Excerpted text:
Five years ago this summer I met a guy named Craig Taylor in Lausanne while racing 2006 FISU games. Five years later and we were rolling into Lausanne again with CT on the #25 to Bois du Vaux.
Lausanne doubled as a WCS and the Sprint Championships. Had been a while since the legs had done a sprint and I was excited for the final stage on a Euro summer of racing.
Positioned right in the middle of the pontoon for the start I found Prochnow's (GER) feet off the start and experienced quite a smooth swim. Gaining experience in this bigger races, I have started to figure out the dynamics a bit in the swim, allowing for less contact and a more efficient ride.
Exiting the 800m swim I was right where I wanted to be; 15s down on the brownlee group and in the chase with Prochnow,Don, Silva etc.
T1 was blistering, everything went seamless yet i still found myself as the last wheel in the group heading out onto the 20k bike. I clung to the back as we screamed into the U-turn and then was gapped on the acceleration out. Here, i made a tactical error that i'll never do again. Often when we race there is the mentality 'all or nothing'. In this case I reasoned that if I did not connect back with my group, the race was going to be over. I redlined for about 800m and re-connected about 100m from the base of the first climb. Just as I reconnected another group from behind led by Ruedi Wild came up and the pace lifted up the climb. That moment was the my race, I was ridden thru and spit out. No response, no making it to the front of the race.
50s down off the bike I looked for my run legs out of T2 but found them spinning. It became a battle to see that finish line. Accross in 51st I was disappointed. Great race by Yorkie to nab 21st, well executed.
The following day were the team relays. Three weeks prior Craig and I had discussed the relay event and I made the decision to give my spot to speedy Marc-Antoine Christian. He along with Andrew Yorke, Manon and Chantell raced the 4xSuper Sprint relay with great fire. Really impressive racing hanging with Russia #1.
A long trip back yesterday and I am now settled back into Victoria. Something I sure have missed over the last 7 weeks. Long time away from such a beautiful city and country. A big thank you to Triathlon Canada and all of its staff for such a great stint in Europe.
Plans for the fall are still being considered. For now a bit of R&R.
Monday, August 15, 2011
Monday morning, coffee in hand, time to relive yesterday's madness.
Coming down from altitude 12 days prior I had felt really on and really off leading through the week of this one. Coma naps some days and then breathing every 9 on others.
On to the pontoon we had great sunny weather for the 15th rendition of Tizzy. The bouy position was a fair one and so no distinct pattern formed on spot selection. Discussing with Craig pre-start the stats pointed to the left side so I went with it. Pretty clean start and onto a Hungarian hip then feet to the first can. Felt strong and controled out at 750 and back on the second loop. Followed Jimmy Seear in the last 200m and out into T2.

Problems and tasks:
#1 According to the race report, what place did the writer finish in at Lausanne?
#2 Continue the race report from its final sentence.
The data that follows is separate material from the race report.

Listed entries:
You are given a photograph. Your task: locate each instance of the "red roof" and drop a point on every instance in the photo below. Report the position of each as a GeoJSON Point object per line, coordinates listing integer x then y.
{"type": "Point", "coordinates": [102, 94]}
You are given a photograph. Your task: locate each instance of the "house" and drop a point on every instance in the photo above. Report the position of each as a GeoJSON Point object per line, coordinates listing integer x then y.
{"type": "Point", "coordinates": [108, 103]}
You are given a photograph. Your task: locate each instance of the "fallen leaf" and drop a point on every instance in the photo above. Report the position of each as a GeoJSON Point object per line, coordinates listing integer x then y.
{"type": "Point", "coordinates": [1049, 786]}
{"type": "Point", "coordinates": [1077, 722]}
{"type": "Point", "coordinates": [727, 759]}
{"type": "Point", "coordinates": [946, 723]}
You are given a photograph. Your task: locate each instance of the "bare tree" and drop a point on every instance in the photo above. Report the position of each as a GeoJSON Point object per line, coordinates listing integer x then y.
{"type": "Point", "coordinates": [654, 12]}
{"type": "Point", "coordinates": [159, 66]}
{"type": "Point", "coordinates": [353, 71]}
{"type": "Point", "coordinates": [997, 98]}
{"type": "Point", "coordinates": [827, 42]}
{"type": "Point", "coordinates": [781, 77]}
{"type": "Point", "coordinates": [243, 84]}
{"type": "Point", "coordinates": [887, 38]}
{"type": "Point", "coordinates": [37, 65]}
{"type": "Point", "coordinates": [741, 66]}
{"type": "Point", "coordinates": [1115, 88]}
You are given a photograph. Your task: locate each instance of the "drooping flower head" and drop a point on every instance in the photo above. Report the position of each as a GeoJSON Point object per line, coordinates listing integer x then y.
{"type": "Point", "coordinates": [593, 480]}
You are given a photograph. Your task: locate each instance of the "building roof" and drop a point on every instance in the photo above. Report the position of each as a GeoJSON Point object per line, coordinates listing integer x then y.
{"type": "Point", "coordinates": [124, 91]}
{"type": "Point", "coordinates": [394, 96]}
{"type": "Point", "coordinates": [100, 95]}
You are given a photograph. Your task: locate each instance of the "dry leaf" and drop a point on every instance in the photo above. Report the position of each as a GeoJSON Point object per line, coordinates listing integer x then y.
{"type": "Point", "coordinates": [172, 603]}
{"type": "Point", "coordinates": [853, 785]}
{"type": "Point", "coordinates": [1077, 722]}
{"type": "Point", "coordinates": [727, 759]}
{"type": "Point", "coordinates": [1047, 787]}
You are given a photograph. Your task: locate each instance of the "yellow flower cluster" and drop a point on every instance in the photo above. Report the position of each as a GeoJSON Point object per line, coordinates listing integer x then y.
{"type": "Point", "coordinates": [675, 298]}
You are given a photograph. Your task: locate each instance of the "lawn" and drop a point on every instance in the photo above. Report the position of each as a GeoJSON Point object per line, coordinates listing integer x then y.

Answers by task:
#1 51st.

#2
On to the bikes I thought I was at the front of the race. However, when i did not see my teammate Brent McMahon I knew there must be others up the road. CT was on the highway as I rolled out yelling 35s to the russians!
This race has two seperate trannies, so we ride about 5k from the lake to town where we start the loops. I knew from racing here previously and from looking at other years that it was very important to try and real in the front group of 7 before we hit town, otherwise the gap could stick.
A half dozen of us were really working hard to pull the gap back. Jens Toft, the danish destroyer was pumping out some mad watts along with Noble and Rana as we chased. We hit town and got the update that the gap was 25s. The group was in sight on the long straights for the first lap or two. However, a bigger group from behind caught us on the 2nd loop and then another on the 3rd swelling us to 50 or so. Games ensued and the gap grew to 50s or so. Then on the last two laps that gap doubled.
Coming into this race, aspects I wanted to nail well were transitions and the first lap of the run. Into T2 I found much better position than in previous races at this level this year and got out in the train of runners set to scorch this fast but technical 10k.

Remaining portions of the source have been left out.